In some cases, the one or more metrics may be obtained using one or more sensors. The one or more sensors may comprise, for example, imaging sensors, chemical detection sensors, vibration detecting sensors, electrical sensors, navigation sensors, pressure sensors, force sensors, thermal sensors, proximity sensors, combinations thereof, and/or the like. In other cases, the one or more metrics may be obtained using a signal processing module (e.g., a processor or a circuit) that is configured to receive, transmit, and/or process one or more time series signals associated with a metric or a functional or technical aspect of a manufacturing process. Alternatively, the one or more metrics may be obtained by accessing a database comprising information about one or more functional or technical aspects of a manufacturing process. In some cases, the one or more metrics may be obtained from inputs, data, or other information provided by a human operator, within one or more customer satisfaction evaluations, or in relation to one or more quality assurance procedures or assessments.

In some embodiments, the metrics may comprise one or more parameters involving, but not limited to, the amount of the physical product or any part thereof such as yield, material waste, scrap, or load capacity. In some embodiments, the metrics may comprise parameters involving, but not limited to, the time required for the industrial process or any part thereof such as speed, throughput, uptime, downtime, cooling time, heating time, changeover, or transportation of material. In some embodiments, the metrics may comprise parameters involving, but not limited to, the efficiency of the industrial process or any part thereof such as labor effectiveness (i.e., managers, engineers, operators, quality assurance, employees), machinery performance (i.e., parameter tuning, lifetime, rate of degradation), percentage of process failure, production line, or physical floorplan layout. In some embodiments, the metrics may comprise parameters involving the quality level of the industrial process or any part thereof, including, for instance, process efficiency or process output yield per unit input. In some cases, the metrics may comprise extremely granular detail, such as the amount of electricity going to machines, the amount of raw material consumed, and the volume of material produced. Sensors can also capture and transmit environmental information such as temperature, humidity, and dew point so that manufacturers can identify weather-related and seasonal impacts on production.
※
PROBLEM →
Answer these from the text on manufacturing metrics:
1. Apart from sensors, what kind of module can be used to get the metrics?
2. Which parameters are listed for the amount of the physical product?
3. What environmental information can sensors capture and transmit?
※
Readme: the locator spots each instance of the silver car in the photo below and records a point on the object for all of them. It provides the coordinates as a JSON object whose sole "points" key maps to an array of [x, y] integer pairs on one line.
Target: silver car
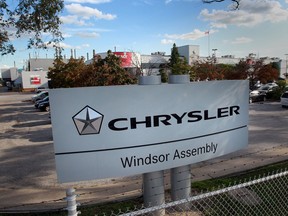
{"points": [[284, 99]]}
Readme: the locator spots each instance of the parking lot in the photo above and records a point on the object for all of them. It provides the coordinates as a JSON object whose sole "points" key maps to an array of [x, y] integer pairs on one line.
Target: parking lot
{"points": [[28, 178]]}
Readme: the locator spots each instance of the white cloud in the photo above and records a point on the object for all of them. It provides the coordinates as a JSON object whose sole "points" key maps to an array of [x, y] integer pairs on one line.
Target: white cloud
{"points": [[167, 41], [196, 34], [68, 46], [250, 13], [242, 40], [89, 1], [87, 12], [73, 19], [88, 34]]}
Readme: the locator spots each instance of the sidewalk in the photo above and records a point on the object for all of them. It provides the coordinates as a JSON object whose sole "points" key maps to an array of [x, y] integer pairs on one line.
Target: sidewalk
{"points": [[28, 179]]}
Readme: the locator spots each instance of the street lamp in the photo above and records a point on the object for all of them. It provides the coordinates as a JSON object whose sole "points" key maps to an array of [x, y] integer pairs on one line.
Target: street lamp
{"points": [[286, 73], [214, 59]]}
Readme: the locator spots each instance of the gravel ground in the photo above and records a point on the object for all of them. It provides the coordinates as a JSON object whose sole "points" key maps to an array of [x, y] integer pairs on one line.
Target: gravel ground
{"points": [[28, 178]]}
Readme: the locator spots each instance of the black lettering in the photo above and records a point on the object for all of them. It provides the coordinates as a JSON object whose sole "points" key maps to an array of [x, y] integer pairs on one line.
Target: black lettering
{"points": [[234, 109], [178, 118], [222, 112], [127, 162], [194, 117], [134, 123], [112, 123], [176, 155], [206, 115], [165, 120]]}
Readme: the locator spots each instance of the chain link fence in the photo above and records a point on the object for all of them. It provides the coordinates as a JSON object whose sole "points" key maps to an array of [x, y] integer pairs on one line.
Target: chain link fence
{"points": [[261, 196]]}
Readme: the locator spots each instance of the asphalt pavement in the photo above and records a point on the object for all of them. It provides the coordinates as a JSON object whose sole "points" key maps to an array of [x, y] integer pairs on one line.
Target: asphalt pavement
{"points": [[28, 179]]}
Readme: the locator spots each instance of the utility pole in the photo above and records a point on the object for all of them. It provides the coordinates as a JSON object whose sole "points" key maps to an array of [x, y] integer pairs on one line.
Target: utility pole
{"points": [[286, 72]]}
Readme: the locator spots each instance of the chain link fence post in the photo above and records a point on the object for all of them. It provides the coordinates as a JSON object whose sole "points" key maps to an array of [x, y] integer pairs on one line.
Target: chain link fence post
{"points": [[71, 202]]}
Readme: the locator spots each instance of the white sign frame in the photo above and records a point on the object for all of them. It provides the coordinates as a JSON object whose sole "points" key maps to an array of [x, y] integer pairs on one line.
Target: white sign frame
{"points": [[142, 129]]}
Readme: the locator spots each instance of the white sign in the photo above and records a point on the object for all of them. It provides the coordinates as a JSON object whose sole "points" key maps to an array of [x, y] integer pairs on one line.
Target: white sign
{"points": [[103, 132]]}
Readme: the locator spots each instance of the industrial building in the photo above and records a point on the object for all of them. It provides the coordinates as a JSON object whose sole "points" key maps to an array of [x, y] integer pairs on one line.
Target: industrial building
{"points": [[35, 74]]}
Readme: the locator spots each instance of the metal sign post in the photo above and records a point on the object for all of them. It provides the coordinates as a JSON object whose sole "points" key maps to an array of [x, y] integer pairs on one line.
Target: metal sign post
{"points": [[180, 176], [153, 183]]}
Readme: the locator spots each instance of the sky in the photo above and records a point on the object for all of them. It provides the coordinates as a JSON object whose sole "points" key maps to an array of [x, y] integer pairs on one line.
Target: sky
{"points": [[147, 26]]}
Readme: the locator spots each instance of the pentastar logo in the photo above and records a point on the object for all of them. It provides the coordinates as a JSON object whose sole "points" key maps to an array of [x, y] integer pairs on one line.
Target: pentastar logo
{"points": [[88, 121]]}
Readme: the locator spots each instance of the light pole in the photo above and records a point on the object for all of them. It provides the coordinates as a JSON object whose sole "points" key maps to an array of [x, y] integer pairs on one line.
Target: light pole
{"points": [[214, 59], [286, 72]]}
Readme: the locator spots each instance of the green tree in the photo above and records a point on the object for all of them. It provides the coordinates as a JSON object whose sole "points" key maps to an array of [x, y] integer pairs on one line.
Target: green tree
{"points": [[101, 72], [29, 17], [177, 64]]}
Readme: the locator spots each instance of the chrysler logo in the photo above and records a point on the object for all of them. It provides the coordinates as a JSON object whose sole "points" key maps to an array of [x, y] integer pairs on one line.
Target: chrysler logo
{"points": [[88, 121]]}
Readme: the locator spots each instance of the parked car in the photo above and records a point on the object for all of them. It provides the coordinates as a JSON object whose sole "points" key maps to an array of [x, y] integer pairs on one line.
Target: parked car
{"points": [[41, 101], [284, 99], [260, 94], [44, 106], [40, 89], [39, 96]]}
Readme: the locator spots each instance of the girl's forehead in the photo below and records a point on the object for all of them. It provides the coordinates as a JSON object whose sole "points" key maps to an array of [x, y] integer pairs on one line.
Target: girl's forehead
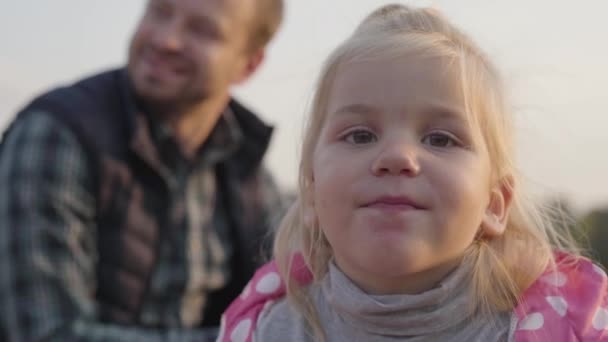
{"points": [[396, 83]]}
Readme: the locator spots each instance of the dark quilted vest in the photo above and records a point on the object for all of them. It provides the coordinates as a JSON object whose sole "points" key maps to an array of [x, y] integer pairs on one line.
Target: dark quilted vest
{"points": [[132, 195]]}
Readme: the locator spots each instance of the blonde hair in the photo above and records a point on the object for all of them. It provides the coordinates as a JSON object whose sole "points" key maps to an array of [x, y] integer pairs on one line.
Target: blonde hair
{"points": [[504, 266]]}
※
REPLY TO THE TASK →
1. A signal processing module, such as a processor or a circuit.
2. Yield, material waste, scrap, and load capacity.
3. Temperature, humidity, and dew point.